--- start Dataset content ---
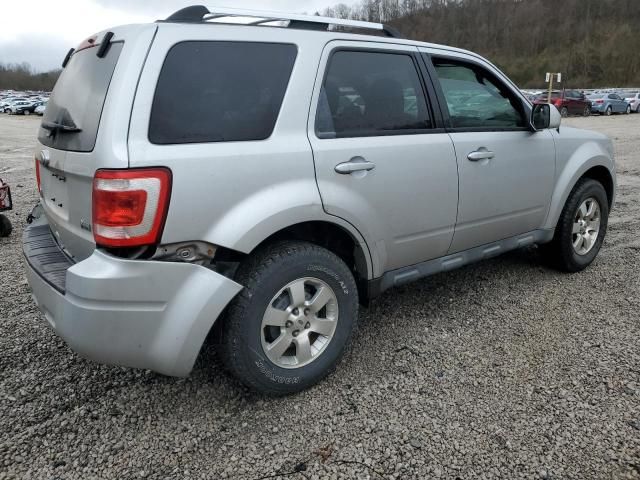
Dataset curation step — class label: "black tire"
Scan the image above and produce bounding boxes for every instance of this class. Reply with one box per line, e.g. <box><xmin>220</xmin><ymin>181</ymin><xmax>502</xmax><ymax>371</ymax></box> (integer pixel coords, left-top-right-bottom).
<box><xmin>220</xmin><ymin>241</ymin><xmax>358</xmax><ymax>395</ymax></box>
<box><xmin>0</xmin><ymin>215</ymin><xmax>13</xmax><ymax>237</ymax></box>
<box><xmin>542</xmin><ymin>178</ymin><xmax>609</xmax><ymax>273</ymax></box>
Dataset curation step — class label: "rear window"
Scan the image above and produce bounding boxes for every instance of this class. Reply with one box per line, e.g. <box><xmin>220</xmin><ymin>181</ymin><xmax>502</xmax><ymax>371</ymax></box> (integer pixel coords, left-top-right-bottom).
<box><xmin>149</xmin><ymin>41</ymin><xmax>297</xmax><ymax>144</ymax></box>
<box><xmin>38</xmin><ymin>42</ymin><xmax>124</xmax><ymax>152</ymax></box>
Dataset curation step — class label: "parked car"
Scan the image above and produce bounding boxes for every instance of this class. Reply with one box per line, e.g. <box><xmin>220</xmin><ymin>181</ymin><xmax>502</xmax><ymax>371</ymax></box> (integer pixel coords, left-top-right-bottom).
<box><xmin>0</xmin><ymin>97</ymin><xmax>25</xmax><ymax>113</ymax></box>
<box><xmin>624</xmin><ymin>91</ymin><xmax>640</xmax><ymax>113</ymax></box>
<box><xmin>23</xmin><ymin>7</ymin><xmax>616</xmax><ymax>395</ymax></box>
<box><xmin>7</xmin><ymin>100</ymin><xmax>36</xmax><ymax>115</ymax></box>
<box><xmin>533</xmin><ymin>90</ymin><xmax>591</xmax><ymax>117</ymax></box>
<box><xmin>589</xmin><ymin>93</ymin><xmax>631</xmax><ymax>115</ymax></box>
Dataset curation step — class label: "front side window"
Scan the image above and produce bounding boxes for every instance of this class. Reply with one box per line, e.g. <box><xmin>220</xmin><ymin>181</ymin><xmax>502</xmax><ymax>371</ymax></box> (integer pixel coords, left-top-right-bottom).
<box><xmin>316</xmin><ymin>51</ymin><xmax>432</xmax><ymax>138</ymax></box>
<box><xmin>433</xmin><ymin>59</ymin><xmax>526</xmax><ymax>129</ymax></box>
<box><xmin>149</xmin><ymin>41</ymin><xmax>297</xmax><ymax>145</ymax></box>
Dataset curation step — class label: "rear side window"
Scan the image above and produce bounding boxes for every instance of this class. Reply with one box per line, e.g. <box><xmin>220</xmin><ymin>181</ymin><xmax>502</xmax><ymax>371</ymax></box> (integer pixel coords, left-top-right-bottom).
<box><xmin>38</xmin><ymin>42</ymin><xmax>124</xmax><ymax>152</ymax></box>
<box><xmin>316</xmin><ymin>51</ymin><xmax>432</xmax><ymax>138</ymax></box>
<box><xmin>149</xmin><ymin>41</ymin><xmax>297</xmax><ymax>145</ymax></box>
<box><xmin>433</xmin><ymin>58</ymin><xmax>524</xmax><ymax>130</ymax></box>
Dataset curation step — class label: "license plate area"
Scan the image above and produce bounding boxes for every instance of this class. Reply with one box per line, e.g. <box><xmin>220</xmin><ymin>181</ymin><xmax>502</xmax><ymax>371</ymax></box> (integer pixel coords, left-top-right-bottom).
<box><xmin>40</xmin><ymin>167</ymin><xmax>69</xmax><ymax>220</ymax></box>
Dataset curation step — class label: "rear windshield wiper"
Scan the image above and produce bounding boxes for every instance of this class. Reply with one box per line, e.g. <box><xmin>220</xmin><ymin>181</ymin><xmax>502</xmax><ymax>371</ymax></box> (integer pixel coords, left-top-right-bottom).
<box><xmin>41</xmin><ymin>121</ymin><xmax>82</xmax><ymax>134</ymax></box>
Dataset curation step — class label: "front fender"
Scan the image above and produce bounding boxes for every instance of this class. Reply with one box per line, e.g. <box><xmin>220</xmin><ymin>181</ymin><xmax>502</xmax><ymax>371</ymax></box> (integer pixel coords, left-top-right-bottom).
<box><xmin>544</xmin><ymin>135</ymin><xmax>615</xmax><ymax>229</ymax></box>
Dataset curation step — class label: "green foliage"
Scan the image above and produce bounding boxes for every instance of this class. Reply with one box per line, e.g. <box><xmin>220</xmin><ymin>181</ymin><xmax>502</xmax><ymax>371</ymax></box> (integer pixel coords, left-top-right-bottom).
<box><xmin>323</xmin><ymin>0</ymin><xmax>640</xmax><ymax>88</ymax></box>
<box><xmin>0</xmin><ymin>63</ymin><xmax>61</xmax><ymax>91</ymax></box>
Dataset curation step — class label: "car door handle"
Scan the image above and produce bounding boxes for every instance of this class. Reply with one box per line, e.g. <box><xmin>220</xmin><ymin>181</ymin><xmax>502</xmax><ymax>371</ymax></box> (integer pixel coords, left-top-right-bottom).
<box><xmin>334</xmin><ymin>157</ymin><xmax>376</xmax><ymax>175</ymax></box>
<box><xmin>467</xmin><ymin>150</ymin><xmax>496</xmax><ymax>162</ymax></box>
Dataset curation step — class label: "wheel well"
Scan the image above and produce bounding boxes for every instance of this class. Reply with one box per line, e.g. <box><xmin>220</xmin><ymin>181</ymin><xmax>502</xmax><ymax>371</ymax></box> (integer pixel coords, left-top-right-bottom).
<box><xmin>215</xmin><ymin>221</ymin><xmax>368</xmax><ymax>283</ymax></box>
<box><xmin>581</xmin><ymin>166</ymin><xmax>613</xmax><ymax>208</ymax></box>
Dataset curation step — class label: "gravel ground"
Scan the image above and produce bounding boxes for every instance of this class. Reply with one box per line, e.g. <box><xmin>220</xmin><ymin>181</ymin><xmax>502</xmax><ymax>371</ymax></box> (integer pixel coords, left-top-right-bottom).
<box><xmin>0</xmin><ymin>115</ymin><xmax>640</xmax><ymax>480</ymax></box>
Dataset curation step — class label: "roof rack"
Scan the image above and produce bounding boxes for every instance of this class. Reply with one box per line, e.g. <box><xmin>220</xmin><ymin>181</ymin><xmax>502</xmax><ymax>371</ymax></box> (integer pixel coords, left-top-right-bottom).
<box><xmin>164</xmin><ymin>5</ymin><xmax>403</xmax><ymax>38</ymax></box>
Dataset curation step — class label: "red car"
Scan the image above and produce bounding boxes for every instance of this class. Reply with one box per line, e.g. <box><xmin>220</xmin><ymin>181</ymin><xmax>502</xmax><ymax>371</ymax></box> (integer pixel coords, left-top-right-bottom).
<box><xmin>533</xmin><ymin>90</ymin><xmax>591</xmax><ymax>117</ymax></box>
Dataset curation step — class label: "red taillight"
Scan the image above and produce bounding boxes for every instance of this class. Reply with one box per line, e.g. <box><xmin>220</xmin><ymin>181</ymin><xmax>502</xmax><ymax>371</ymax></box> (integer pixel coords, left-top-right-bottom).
<box><xmin>92</xmin><ymin>168</ymin><xmax>171</xmax><ymax>247</ymax></box>
<box><xmin>36</xmin><ymin>158</ymin><xmax>42</xmax><ymax>193</ymax></box>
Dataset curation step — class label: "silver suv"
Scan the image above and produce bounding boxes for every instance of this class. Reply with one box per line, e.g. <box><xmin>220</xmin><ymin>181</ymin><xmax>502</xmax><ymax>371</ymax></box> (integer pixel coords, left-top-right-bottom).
<box><xmin>24</xmin><ymin>7</ymin><xmax>615</xmax><ymax>395</ymax></box>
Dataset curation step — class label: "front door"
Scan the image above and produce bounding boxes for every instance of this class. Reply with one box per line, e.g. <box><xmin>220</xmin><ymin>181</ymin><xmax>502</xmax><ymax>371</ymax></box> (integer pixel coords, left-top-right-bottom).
<box><xmin>427</xmin><ymin>56</ymin><xmax>555</xmax><ymax>253</ymax></box>
<box><xmin>308</xmin><ymin>42</ymin><xmax>458</xmax><ymax>276</ymax></box>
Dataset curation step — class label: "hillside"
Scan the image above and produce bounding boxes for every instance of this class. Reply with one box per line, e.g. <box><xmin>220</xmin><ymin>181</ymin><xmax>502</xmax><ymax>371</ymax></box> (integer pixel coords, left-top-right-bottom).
<box><xmin>323</xmin><ymin>0</ymin><xmax>640</xmax><ymax>88</ymax></box>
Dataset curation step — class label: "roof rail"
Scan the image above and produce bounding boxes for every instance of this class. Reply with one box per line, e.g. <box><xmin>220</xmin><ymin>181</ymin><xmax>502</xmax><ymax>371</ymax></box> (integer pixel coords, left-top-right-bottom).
<box><xmin>165</xmin><ymin>5</ymin><xmax>403</xmax><ymax>38</ymax></box>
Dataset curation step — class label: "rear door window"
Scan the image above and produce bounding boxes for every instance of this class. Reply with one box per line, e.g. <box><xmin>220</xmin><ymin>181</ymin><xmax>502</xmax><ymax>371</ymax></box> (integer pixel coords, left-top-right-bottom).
<box><xmin>149</xmin><ymin>41</ymin><xmax>297</xmax><ymax>144</ymax></box>
<box><xmin>38</xmin><ymin>42</ymin><xmax>124</xmax><ymax>152</ymax></box>
<box><xmin>316</xmin><ymin>50</ymin><xmax>432</xmax><ymax>138</ymax></box>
--- end Dataset content ---
## Work to do
Count the lines in the rows above that contain the string "roof". Give only the number.

## Worked answer
2